RECORDS TO USE:
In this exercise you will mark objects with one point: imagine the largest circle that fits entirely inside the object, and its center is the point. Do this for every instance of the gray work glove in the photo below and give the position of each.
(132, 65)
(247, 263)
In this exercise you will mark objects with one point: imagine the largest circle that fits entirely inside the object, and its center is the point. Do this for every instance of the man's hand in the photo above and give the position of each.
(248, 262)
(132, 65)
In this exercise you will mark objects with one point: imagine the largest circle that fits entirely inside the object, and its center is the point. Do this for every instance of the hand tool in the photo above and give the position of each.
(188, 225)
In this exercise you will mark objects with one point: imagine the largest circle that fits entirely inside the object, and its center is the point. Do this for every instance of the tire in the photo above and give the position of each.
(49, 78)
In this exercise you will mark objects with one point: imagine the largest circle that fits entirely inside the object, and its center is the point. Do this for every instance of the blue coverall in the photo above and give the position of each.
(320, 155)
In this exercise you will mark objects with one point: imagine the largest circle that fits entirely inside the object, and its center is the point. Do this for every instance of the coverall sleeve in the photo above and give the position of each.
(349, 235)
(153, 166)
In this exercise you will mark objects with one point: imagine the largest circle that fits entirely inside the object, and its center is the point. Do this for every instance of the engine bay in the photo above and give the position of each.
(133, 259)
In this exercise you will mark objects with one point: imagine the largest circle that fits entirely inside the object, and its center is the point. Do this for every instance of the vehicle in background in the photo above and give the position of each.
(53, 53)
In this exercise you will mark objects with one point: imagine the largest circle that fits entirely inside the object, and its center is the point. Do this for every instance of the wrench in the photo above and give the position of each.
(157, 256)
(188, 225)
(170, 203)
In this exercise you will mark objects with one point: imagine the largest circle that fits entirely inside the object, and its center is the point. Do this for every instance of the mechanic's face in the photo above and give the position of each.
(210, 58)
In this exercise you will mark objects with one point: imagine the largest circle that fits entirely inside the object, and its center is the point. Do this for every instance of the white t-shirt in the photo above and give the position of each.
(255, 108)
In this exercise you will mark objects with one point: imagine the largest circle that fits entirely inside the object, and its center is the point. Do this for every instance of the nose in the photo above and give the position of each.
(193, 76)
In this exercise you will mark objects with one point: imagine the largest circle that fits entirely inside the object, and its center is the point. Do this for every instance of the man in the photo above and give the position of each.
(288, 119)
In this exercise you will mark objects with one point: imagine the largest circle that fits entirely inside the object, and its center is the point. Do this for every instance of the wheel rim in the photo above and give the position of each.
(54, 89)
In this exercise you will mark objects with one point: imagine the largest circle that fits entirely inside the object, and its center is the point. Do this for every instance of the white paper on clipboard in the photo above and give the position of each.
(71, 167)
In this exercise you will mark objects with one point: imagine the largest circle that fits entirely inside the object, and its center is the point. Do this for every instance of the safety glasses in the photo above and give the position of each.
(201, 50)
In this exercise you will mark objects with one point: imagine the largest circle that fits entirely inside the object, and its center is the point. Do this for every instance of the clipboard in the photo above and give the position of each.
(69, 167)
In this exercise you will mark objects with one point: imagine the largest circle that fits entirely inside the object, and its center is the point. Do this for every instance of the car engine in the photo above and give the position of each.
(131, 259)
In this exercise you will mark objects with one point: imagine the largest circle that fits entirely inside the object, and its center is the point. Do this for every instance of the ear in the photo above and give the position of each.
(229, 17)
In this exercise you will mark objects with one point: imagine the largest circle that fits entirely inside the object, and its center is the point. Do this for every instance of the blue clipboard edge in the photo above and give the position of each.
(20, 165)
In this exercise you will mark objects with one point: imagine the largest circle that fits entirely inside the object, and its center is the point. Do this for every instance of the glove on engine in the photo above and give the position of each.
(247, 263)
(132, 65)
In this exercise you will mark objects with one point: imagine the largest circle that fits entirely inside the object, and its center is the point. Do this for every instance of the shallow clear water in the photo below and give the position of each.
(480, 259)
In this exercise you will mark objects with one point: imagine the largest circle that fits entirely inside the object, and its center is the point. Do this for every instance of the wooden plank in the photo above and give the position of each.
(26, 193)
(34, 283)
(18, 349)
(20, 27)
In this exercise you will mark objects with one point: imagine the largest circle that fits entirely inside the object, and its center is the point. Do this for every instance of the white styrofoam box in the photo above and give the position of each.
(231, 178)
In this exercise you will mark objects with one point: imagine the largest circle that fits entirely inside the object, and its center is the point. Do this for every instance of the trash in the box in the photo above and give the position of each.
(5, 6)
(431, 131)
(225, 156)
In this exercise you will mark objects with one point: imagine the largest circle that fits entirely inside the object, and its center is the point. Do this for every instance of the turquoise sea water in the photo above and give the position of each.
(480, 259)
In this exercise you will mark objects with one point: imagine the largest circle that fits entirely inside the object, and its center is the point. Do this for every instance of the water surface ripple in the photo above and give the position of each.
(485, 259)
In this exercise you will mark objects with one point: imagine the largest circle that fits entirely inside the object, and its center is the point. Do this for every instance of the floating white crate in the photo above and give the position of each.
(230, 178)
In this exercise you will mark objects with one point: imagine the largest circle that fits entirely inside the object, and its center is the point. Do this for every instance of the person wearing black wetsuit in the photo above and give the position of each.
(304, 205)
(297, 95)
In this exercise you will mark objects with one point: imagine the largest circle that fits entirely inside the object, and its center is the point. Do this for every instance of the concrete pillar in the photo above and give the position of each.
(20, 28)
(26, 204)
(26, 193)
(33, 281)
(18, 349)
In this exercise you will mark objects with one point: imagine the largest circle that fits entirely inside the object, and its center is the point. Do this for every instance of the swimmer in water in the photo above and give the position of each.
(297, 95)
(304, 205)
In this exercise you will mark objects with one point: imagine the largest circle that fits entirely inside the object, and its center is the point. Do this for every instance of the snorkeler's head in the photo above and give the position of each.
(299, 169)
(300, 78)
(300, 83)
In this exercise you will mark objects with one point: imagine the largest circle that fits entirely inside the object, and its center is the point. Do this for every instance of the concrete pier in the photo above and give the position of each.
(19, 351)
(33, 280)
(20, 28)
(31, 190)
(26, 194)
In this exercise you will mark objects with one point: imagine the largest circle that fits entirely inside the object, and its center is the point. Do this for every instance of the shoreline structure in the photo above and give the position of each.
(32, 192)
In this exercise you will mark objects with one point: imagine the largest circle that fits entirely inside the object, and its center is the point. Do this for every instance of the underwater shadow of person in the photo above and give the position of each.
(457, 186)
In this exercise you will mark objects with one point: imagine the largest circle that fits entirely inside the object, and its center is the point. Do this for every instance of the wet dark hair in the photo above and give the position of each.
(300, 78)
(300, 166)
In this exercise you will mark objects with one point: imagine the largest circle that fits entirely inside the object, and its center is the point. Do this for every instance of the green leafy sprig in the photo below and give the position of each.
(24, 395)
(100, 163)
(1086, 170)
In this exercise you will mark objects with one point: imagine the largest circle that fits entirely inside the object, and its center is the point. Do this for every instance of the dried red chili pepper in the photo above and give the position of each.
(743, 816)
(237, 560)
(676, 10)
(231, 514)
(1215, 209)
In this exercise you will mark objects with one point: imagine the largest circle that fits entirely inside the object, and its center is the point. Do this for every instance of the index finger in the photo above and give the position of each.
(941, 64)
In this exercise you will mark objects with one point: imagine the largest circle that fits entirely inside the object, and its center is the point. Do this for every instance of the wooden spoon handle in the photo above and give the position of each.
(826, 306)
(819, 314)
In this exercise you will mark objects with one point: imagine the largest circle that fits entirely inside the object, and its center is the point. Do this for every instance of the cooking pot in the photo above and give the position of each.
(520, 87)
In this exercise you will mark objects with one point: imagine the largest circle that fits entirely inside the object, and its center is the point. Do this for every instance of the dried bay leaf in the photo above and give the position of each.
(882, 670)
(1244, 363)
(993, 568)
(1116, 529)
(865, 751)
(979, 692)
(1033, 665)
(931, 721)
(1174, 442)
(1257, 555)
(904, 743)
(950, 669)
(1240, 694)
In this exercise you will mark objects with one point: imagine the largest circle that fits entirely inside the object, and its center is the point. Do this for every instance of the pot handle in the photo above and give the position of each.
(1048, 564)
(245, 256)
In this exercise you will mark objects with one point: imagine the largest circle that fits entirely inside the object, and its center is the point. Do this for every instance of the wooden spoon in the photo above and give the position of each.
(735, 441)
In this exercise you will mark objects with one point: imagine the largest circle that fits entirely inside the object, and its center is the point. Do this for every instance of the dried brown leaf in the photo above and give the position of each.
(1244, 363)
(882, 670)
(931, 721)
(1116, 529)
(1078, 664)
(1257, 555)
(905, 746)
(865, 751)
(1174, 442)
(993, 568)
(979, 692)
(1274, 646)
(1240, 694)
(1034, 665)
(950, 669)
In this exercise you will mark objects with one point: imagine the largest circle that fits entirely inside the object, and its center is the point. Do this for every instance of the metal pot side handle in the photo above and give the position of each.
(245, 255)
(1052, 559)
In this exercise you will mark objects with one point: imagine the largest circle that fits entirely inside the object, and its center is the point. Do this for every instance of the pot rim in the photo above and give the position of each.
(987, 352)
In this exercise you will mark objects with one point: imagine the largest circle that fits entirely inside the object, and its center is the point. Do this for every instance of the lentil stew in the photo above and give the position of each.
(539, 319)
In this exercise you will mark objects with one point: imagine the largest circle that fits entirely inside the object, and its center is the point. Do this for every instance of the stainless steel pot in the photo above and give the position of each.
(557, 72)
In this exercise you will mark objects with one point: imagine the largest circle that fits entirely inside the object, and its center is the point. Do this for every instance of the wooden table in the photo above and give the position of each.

REQUIRED TASK: Reproduce verbatim every line of the material from the line containing "the pot rim" through the last line of the material, with both of those lines included.

EXERCISE RESULT:
In this exercise you will mark objects with one point: imagine the largest circle that fits entirely inside the object, and its center is the point. Do this for every instance of the pot rim in the photo above and give the position of each.
(987, 352)
In this exercise you will mark objects with one point: imagine the largest circle that fits entirely inside the object, and its center is the point. Do this for every instance of the lentil stew in the photo above and give the position of each.
(539, 319)
In this exercise you will mark objects with one point: imagine the largest circle that fits entirely inside the object, and its center is the point. Do this for every instance of the stainless steel pot in the photo above and give the position of each.
(557, 72)
In this exercise you will mark objects with one point: imagine the largest circle that fits entirely inside the object, and its center is the point. Do this for every instance of the wooden table in the photo above and give the position of each.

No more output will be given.